• **The task**: Repeat the lines of the listing below word for word, from the line with "Can you find the white ceiling?" through the line with "[[321, 259]]", both of those lines included, and nothing else.

• **Excerpted records**:
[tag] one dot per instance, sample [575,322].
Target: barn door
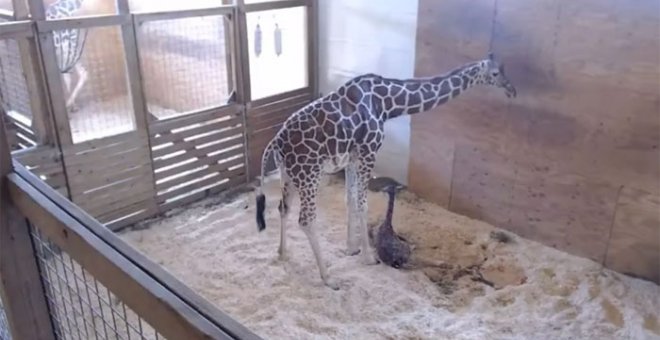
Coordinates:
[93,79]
--
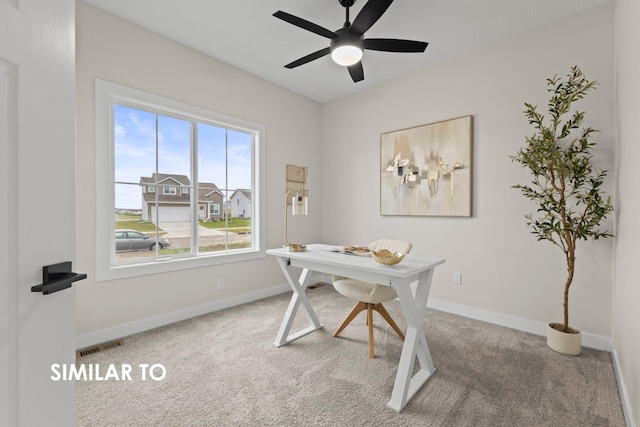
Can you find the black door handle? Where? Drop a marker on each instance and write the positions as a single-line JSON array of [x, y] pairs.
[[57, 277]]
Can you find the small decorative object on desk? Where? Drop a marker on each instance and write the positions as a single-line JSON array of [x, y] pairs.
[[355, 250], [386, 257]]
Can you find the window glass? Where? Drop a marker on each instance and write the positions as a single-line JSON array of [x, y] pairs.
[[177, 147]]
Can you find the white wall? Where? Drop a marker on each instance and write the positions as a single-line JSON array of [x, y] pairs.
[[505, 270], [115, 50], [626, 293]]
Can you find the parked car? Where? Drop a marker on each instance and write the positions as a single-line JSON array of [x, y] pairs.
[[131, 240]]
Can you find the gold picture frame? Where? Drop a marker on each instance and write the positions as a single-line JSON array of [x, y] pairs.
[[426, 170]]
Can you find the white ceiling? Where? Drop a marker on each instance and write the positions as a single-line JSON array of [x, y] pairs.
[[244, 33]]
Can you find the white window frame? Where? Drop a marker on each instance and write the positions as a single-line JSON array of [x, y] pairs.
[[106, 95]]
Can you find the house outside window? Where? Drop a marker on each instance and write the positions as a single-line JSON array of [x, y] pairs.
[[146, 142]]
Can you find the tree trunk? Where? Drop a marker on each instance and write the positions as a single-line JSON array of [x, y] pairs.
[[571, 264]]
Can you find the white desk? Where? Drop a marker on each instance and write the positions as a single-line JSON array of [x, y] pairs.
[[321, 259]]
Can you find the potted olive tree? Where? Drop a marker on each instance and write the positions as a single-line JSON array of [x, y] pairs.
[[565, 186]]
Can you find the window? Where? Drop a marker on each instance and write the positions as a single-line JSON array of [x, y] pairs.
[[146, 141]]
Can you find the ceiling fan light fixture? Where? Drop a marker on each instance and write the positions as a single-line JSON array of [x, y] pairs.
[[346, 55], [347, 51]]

• **Answer to this problem**:
Can you find the white ceiling? Where? Drop a marker on each instance and write the positions as a single-line JSON array of [x, y] pairs.
[[244, 33]]
Can you find the white window frame? Where? Drop a marker on each instance and write the positions as a single-line JSON array of [x, y] pairs.
[[106, 95]]
Can you find the house outside window? Where? Drop a marker on each instance and write the positions as a single-line JSON array of [x, y] pairs.
[[146, 142]]
Can you find the tree trunk? Where? Drop a marker on each instance and write the positions as a single-line JSON array of [x, y] pairs.
[[571, 264]]
Can you find the white desk? Where? Drop a marker on each instance and write the positions as a single-line JSON array of [x, y] pairs.
[[321, 259]]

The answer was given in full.